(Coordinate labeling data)
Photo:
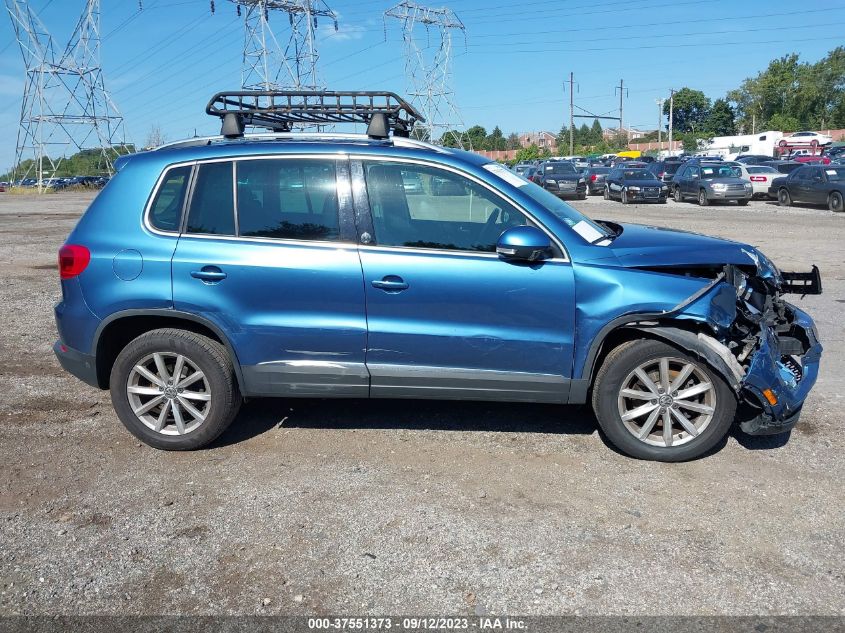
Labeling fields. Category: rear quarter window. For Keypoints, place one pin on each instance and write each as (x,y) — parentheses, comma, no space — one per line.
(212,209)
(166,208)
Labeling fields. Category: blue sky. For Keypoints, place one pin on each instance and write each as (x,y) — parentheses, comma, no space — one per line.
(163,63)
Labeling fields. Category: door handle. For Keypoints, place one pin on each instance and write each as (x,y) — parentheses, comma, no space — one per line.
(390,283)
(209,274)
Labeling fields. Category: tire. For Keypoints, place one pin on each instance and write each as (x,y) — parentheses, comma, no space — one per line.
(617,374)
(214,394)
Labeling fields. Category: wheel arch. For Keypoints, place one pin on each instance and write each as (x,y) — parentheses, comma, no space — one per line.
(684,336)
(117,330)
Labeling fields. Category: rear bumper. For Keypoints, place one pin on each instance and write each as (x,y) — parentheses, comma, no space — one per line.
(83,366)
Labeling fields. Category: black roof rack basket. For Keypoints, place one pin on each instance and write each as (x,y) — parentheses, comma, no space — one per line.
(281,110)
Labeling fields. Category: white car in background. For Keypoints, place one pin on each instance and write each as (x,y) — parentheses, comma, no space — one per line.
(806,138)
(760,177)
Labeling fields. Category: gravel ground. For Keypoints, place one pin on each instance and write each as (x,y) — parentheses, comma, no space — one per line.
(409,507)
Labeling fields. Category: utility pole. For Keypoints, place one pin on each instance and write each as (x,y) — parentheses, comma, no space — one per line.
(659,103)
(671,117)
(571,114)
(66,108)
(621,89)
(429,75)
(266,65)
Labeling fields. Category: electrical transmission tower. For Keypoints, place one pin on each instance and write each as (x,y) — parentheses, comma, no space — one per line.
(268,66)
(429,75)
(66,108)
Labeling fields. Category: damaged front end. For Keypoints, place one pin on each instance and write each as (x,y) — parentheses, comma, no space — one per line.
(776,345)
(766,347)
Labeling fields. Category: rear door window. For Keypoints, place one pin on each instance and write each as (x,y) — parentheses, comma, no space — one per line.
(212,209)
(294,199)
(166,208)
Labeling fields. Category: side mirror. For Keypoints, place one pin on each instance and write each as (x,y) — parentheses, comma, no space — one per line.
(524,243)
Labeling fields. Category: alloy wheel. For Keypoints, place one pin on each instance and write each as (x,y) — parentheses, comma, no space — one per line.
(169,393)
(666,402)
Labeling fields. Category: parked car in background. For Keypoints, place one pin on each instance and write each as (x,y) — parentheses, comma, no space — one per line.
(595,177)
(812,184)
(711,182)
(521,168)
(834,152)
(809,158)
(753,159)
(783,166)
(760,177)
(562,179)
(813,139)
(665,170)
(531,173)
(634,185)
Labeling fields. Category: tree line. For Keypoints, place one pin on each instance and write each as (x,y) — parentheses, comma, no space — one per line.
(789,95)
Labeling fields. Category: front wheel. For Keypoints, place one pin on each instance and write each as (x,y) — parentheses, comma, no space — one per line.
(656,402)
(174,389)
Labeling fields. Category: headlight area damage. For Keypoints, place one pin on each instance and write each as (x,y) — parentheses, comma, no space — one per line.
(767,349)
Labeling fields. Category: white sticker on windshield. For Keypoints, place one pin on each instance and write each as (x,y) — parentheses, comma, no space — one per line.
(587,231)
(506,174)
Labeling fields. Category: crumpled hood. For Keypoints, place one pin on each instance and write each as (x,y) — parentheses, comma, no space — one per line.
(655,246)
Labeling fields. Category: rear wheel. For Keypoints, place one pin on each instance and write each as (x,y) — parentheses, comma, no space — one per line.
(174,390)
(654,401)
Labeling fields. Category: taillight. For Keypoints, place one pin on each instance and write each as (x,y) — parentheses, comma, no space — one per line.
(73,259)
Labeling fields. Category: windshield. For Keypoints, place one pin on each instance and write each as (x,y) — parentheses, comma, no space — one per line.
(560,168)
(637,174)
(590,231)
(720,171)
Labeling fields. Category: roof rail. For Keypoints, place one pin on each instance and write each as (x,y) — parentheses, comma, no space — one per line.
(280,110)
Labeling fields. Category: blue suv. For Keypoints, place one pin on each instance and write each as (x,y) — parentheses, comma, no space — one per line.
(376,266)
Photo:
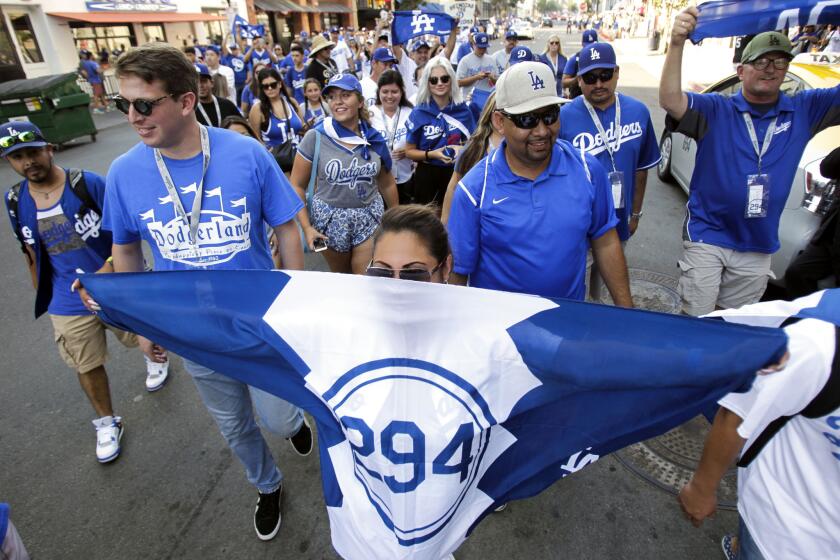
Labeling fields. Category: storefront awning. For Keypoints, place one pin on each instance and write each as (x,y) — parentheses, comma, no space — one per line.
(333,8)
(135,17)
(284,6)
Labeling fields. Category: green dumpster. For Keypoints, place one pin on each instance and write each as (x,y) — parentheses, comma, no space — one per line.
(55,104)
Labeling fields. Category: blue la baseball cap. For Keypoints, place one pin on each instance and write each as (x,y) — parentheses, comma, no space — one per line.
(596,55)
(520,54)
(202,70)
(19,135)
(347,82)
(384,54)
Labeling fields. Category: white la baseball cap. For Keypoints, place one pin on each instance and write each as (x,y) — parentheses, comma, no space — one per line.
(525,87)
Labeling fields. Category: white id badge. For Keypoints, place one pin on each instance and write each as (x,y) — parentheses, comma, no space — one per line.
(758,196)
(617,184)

WORK TO DO: Repeat all of the entries word for word, but omit the pictures.

ANSWER FOR THE TASK:
Photo:
Labeling fields. Category: rear quarter window. For Keypoints, place one pin on each instance and write each as (x,y) — parentheses, comma, no space — one per line.
(212,209)
(166,208)
Labeling fields. Category: blue sky. For Keypoints, place one pin on each instance and write each as (x,y) — parentheses, comma, no space — one per line.
(163,63)
Labeling fields. Category: door handle. For Keypoints, place one pin on each instance and write each as (x,y) — parentheses, comma, no space — one per line.
(390,283)
(209,274)
Labeling fields. Category: tire. For Keypoints, place one pin on each instance and write each as (x,y) — parentheses, comma, no space — one per line.
(617,374)
(214,394)
Labeling fields. Category: wheel arch. For Keypoints, place one pin on each instance and write each as (x,y) — parentheses, comma, no space — one per line.
(684,336)
(117,330)
Labeling fields. Category: rear bumper. For Keypoints, place one pin on each instance and write each as (x,y) — parentheses, comma, no space — one per line.
(83,366)
Labeling fields. Category: black roof rack basket. For Keypoints, place one pin on each instance and write each as (x,y) — parentheses, comma, no space — one per line.
(281,110)
Labeling fields. Category: white car in background. For Keypoints, place one pin on each instance and write each as (x,y) — parentheses, comma, no space — one per line.
(806,138)
(760,177)
Labeling fields. Category: gravel ground. For Keypoints, place one pin on each instance and write each as (x,y) — parentheses, comma, no space — one per line.
(409,507)
Labeling fields. Category: utility pole. For Keypoints, place one pin on each instance and write each as (x,y) — parentheses, comma, no space — one per line.
(659,103)
(671,117)
(571,114)
(66,108)
(621,89)
(429,75)
(266,65)
Labeling fields. Category: electrical transmission tower. For Keypoints, place one pin on each instance and write each as (x,y) — parentheses, comma, no space — one per line.
(268,66)
(429,75)
(66,108)
Labeling fields. Category: damaged front end. For Keypoints, place one pin on each instance and write each as (x,y) — parentheses, comma, no space — one per line.
(776,345)
(766,347)
Labeling fields. Category: rear door window. For Keypoints, place one pin on each instance and write each as (x,y) — parentheses, comma, no space — one per line.
(212,209)
(294,199)
(166,208)
Labeling fields. Category: side mirror. For Keypoints, place one pin on each instance and write each as (x,y) — parentheses, comma, no space — one per line.
(524,243)
Labeling fields. Category: alloy wheel. For Keypoints, place one pin on each instance and write each as (x,y) — parentheses, comma, no space — one per line.
(169,393)
(666,402)
Labeling fields. Category: parked car in background. For Keypoints, place one pin on each instance and write each as (x,y) — parentheses, comma, no space — one per line.
(595,177)
(812,184)
(711,182)
(521,168)
(834,152)
(809,158)
(753,159)
(783,166)
(760,177)
(562,179)
(813,139)
(665,170)
(531,173)
(634,185)
Labeling fields. Category: tree line. For Keypoints, place one pin on each instance and write each as (x,y) — parentheses, comma, no space — one per line.
(789,95)
Labeling fields. Category: front wheel. For Keypoints, place one pin on each instance and write each as (x,y) — parentheses, comma, no space — one per line.
(656,402)
(174,389)
Labeling fields. Category: headlight area damage. For Keypoints, place one pin on each instance and write each as (x,y) — parentheses, comma, no space — one per line.
(767,349)
Labeling fields. Category: white sticker on windshield. For Keypoints, place one pin on each instance and write each as (x,y) — parentheses, comma, no space — one per line.
(587,231)
(506,174)
Labeling fields. Category: crumpled hood. For Keypoints, place one pin on each instance and write each as (x,y) — parentheses, comma, no space — one per line.
(655,246)
Labeling fields. Category: rear wheel. For Keypoints, place one pin on each instance and write each as (x,y) — parentheses, comma, no space — one per line.
(174,390)
(654,401)
Labeling fields. Category: taillight. For Keypoints, place one pin on each instance and write each as (x,y) — parentheses, comma, no space — one per line.
(73,259)
Labeling fields. Category: windshield. For Keypoints, place one pin on each instance and write each as (x,y) — parentheses, comma, no space — one per line.
(560,168)
(637,174)
(590,231)
(720,171)
Labeling fields. Category: roof rail. For Keypoints, place one pin on each instance and write each as (x,y) — parentheses, comma, no space — one per line.
(280,110)
Labeling fields. Category: blue suv. For Keypoints, place one pin on each instance and write each as (x,y) — parentheses, comma, no space — one per line.
(376,266)
Photo:
Labeling fields. Category: storefront awning. For Keypoints, place one pin on each instance and write each as (x,y) — parentheses, comma, no space — one per line.
(333,8)
(135,17)
(284,6)
Labeling fields. Category: green dumpster. For Keypoints, place one pin on each instance and write each as (x,y) — parentheses, comma, no space — one per line.
(55,104)
Labeling fields. Category: blue la baseball cap. For Keypoints, place one pin on each instance and write each as (x,y) — parentheses, comma, no space — one per line.
(596,55)
(520,54)
(202,70)
(19,135)
(347,82)
(384,54)
Labeling fields. Category: white la baseball cap. For Keypoints, place one pin on each instance and write each as (x,y) — parentheses, comma, no space — one per line.
(525,87)
Labeling fields. Category: white id badge. For Keypoints, place one pin on each instance and write each as (x,y) — parentheses, comma, no space — one per line.
(758,196)
(617,184)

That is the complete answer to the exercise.